Set down exactly the lines in the records below that run from the line with "Target: foal's hoof" to the line with "Target: horse's hind leg", inclusive, and nothing more.

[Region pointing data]
═══

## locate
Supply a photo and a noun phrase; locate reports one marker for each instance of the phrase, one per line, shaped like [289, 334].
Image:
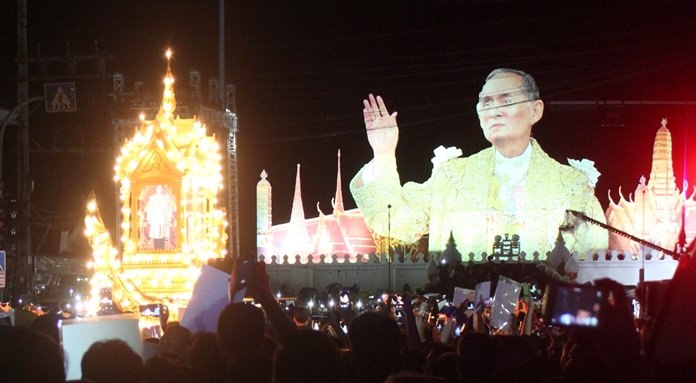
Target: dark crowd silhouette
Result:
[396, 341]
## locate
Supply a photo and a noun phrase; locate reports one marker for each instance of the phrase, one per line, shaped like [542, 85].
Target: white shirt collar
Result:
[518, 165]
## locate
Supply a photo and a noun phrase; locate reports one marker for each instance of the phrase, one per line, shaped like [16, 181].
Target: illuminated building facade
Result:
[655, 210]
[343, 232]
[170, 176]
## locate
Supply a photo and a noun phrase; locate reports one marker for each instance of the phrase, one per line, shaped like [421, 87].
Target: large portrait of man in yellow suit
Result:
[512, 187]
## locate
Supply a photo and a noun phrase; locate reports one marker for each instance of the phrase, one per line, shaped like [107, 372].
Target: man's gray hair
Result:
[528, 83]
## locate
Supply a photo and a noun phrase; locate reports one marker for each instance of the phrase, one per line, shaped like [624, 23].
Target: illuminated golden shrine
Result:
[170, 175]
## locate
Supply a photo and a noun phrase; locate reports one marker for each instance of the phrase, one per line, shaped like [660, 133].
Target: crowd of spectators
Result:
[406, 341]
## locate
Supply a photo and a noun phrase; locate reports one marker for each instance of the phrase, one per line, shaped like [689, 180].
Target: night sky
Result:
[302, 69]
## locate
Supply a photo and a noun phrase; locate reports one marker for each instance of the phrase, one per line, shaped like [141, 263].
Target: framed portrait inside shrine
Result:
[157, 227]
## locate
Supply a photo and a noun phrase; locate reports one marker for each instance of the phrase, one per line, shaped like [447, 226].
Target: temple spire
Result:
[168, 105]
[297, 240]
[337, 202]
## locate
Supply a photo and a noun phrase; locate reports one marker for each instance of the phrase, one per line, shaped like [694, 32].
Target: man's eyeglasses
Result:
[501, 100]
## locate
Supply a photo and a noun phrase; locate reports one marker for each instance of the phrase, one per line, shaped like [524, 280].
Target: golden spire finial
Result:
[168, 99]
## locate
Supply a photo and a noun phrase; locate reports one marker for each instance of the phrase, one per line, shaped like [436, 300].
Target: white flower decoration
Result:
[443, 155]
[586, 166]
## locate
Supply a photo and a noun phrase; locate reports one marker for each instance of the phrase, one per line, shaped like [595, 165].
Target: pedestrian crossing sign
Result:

═══

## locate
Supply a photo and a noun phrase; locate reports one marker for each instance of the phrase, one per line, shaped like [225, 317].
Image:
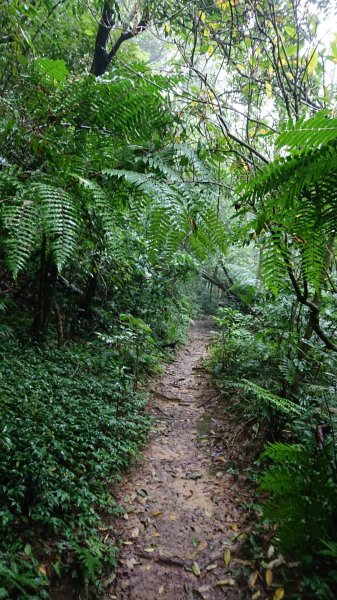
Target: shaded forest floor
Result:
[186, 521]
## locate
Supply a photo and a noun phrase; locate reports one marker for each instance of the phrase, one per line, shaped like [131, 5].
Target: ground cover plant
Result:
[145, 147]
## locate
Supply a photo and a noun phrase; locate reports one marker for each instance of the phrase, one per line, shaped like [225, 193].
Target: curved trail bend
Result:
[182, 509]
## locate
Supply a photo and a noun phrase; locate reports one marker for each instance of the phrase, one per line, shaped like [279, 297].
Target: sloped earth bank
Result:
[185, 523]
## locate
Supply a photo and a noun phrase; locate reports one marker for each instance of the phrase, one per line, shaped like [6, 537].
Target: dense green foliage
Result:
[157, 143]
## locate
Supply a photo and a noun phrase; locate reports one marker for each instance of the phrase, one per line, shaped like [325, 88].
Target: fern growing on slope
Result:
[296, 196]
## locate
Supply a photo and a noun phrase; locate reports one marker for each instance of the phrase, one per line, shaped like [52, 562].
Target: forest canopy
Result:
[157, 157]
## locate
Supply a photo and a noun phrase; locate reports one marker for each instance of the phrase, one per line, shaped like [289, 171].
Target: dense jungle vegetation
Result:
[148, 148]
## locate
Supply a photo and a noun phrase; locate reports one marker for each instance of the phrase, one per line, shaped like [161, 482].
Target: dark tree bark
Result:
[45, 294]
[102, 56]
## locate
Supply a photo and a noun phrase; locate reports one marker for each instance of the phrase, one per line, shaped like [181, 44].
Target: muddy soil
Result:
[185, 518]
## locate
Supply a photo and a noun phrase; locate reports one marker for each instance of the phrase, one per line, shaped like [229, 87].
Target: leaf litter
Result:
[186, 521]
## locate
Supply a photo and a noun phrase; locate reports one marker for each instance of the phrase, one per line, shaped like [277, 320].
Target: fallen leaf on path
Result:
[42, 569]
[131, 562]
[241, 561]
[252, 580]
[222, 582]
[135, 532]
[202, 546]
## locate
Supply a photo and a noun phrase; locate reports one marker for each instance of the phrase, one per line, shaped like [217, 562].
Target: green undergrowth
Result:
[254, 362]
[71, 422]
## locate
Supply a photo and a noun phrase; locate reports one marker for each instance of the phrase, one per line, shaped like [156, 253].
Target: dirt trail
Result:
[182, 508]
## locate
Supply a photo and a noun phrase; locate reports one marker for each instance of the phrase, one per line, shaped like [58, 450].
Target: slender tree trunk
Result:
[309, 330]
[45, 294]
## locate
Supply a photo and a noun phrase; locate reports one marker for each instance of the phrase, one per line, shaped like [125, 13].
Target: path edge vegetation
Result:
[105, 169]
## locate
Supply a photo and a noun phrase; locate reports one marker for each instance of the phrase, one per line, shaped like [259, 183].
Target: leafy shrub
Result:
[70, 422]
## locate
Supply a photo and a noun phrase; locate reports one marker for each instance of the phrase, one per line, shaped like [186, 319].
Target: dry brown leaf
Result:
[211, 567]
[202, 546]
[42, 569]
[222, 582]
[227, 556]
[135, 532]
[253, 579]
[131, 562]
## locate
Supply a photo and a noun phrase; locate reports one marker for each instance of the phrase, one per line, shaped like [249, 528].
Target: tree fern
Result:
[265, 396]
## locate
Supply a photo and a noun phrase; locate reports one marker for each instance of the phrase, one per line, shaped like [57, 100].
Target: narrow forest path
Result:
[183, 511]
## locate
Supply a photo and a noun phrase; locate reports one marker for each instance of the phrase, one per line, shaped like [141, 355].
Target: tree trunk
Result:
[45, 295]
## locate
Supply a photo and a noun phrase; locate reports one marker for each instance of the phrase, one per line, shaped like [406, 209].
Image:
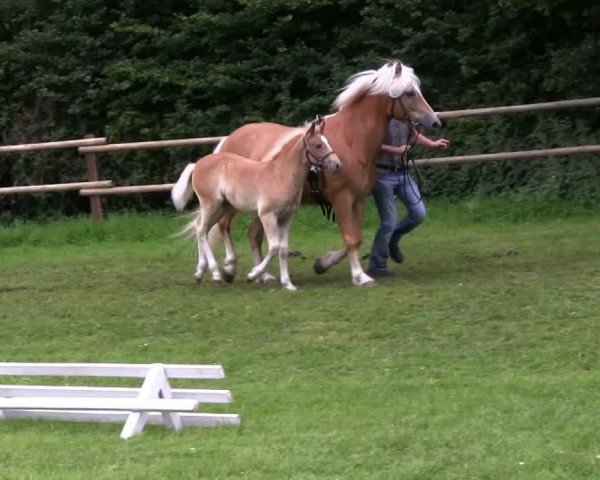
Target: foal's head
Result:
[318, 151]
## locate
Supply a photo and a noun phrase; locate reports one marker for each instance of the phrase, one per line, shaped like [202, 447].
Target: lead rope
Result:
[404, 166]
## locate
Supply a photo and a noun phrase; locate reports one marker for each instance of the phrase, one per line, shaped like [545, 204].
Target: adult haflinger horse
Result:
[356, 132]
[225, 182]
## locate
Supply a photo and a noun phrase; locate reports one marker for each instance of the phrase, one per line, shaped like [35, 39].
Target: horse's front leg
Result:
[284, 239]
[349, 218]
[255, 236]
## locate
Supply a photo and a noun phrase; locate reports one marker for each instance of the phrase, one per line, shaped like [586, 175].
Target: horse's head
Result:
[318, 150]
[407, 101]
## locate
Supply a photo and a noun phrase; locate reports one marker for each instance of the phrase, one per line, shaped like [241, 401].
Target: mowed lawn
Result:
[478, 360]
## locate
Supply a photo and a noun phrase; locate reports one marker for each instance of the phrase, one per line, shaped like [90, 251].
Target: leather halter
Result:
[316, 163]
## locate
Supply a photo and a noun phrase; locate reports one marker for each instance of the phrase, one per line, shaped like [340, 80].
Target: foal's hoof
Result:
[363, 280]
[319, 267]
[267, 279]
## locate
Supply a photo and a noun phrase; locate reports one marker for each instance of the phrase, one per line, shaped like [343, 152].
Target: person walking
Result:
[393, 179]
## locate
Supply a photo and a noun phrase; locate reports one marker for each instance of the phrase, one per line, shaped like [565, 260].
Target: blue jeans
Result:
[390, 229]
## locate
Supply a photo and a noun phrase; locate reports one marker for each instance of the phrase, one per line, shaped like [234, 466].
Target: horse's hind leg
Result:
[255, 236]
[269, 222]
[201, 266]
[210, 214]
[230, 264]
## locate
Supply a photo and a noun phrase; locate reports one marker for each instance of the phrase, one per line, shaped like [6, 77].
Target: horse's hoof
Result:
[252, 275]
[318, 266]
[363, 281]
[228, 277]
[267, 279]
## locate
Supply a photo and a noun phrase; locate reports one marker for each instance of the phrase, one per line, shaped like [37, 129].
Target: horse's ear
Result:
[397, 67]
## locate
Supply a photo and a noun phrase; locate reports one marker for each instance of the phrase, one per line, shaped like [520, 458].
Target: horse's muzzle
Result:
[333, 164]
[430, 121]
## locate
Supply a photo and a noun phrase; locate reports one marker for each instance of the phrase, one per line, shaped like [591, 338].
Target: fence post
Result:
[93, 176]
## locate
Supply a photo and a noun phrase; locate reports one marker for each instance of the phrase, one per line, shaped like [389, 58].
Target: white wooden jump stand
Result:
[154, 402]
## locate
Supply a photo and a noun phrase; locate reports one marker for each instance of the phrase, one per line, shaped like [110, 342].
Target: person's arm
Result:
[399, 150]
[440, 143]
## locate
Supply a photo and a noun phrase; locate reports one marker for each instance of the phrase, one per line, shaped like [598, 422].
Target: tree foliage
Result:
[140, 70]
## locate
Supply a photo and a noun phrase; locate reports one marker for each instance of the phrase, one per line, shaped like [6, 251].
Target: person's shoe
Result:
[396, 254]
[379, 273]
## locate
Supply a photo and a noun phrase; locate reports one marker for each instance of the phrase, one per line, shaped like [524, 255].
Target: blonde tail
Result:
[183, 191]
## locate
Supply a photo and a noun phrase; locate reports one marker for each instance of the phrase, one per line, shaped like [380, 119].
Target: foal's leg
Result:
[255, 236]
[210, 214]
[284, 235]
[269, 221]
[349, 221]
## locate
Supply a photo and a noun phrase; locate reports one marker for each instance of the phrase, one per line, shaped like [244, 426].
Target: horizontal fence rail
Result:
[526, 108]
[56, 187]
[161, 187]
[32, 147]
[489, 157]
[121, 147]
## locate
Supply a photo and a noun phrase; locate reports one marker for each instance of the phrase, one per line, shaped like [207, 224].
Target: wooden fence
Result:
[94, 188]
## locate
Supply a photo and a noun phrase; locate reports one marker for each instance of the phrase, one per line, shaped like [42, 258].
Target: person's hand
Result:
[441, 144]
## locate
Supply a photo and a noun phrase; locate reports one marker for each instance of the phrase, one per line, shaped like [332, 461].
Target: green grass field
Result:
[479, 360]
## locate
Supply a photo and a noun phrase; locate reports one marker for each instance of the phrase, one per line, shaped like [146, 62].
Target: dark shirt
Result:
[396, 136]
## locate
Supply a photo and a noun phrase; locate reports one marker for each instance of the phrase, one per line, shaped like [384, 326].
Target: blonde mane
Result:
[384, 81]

═══

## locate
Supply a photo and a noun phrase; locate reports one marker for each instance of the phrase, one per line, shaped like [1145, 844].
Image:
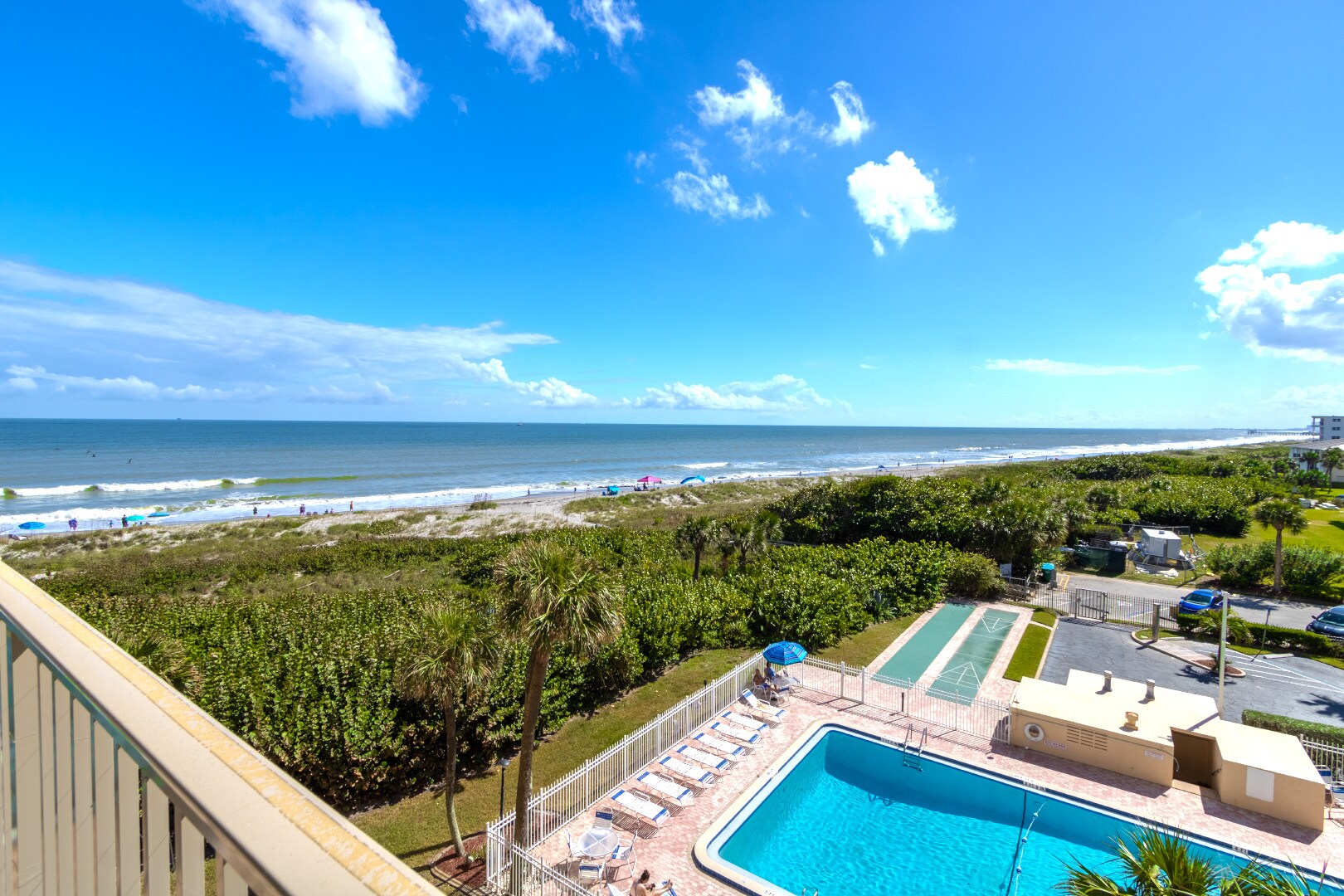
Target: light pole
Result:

═══

● **ANSWER AREA**
Target: foal's hoof
Result:
[363, 280]
[319, 267]
[267, 279]
## locate
Supply a photo and a noun phrase; locate reports one marker for each instance of the phrase, one per line, shaped like [343, 152].
Target: person walking
Result:
[393, 179]
## locate
Supply a photo and a noun phrase; locate reports one marker for each instance of the phrase, one per line, shaped like [565, 260].
Target: blue jeans
Result:
[390, 229]
## locate
Supply a photo and a noun phrase; locate reports one marker for each instance of the phrase, one per line, shaped like [234, 466].
Target: horse's hind leg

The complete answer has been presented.